### Assignment
Copy each line of the listing below where the word "segment" turns up.
-- Opening Marker --
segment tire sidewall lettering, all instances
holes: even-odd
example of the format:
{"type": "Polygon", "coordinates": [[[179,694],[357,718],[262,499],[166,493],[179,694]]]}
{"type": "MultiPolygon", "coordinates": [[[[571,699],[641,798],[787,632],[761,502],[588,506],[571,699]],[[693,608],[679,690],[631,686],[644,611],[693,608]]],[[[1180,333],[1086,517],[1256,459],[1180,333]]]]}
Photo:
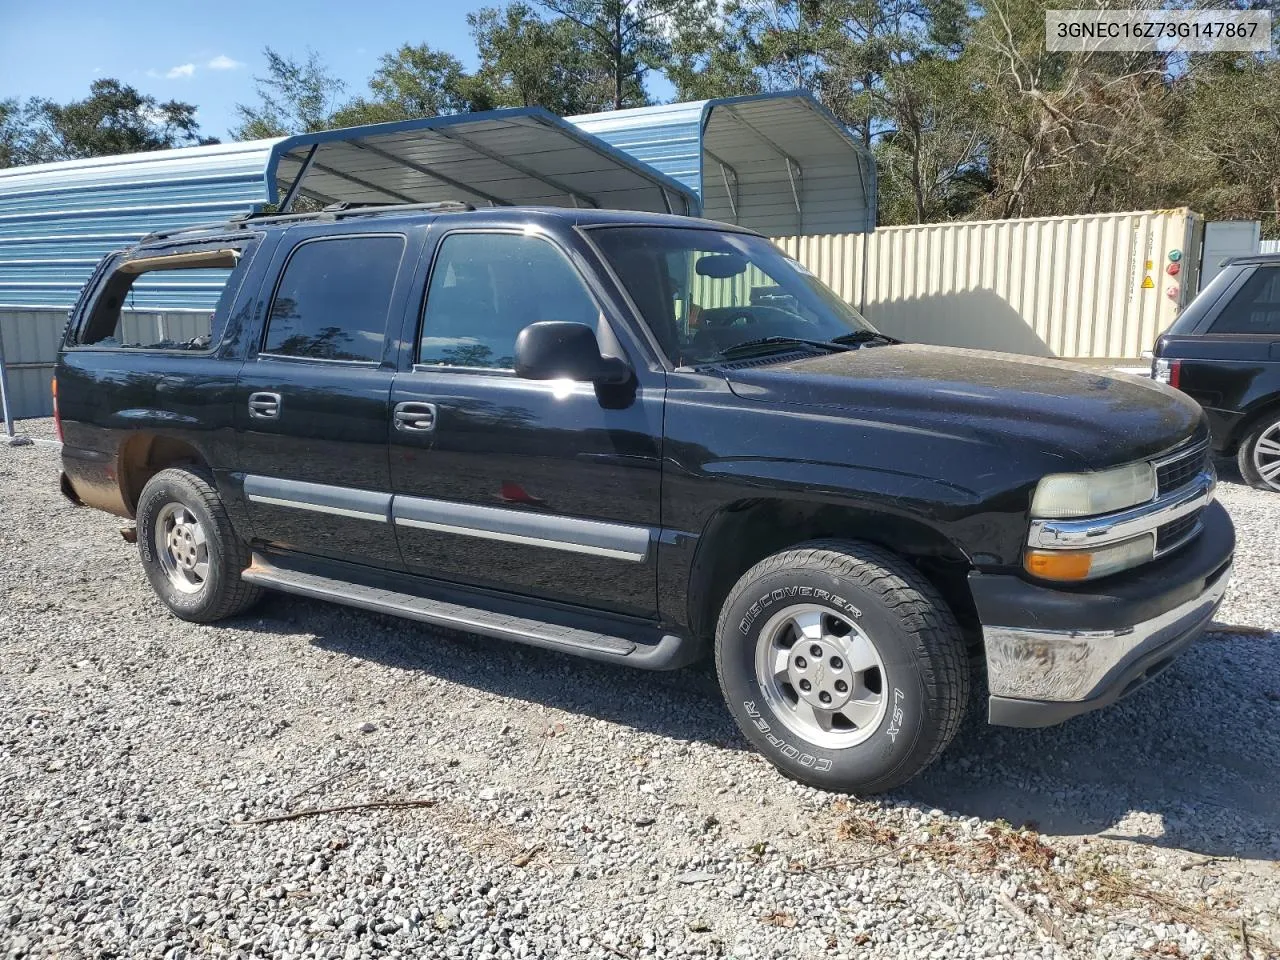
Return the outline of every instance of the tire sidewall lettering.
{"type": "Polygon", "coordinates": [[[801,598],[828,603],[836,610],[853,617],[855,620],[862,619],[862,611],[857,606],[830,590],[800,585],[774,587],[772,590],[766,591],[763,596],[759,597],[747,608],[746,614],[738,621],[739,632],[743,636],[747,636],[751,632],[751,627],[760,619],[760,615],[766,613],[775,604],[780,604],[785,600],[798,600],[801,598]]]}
-- Closing Marker --
-- Opening Marker --
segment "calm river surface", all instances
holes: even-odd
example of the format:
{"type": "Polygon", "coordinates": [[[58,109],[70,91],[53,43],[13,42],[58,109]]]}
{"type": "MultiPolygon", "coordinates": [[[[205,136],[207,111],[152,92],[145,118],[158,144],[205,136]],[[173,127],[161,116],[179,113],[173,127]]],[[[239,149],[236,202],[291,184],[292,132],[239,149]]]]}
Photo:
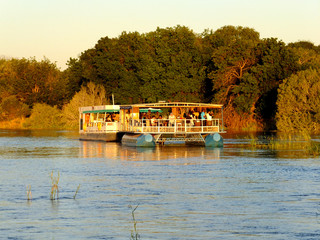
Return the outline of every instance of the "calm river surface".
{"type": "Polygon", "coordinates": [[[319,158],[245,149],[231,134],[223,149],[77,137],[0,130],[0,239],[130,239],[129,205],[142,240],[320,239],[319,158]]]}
-- Closing Marker --
### Task answer
segment tire sidewall lettering, all instances
segment "calm river surface", all instances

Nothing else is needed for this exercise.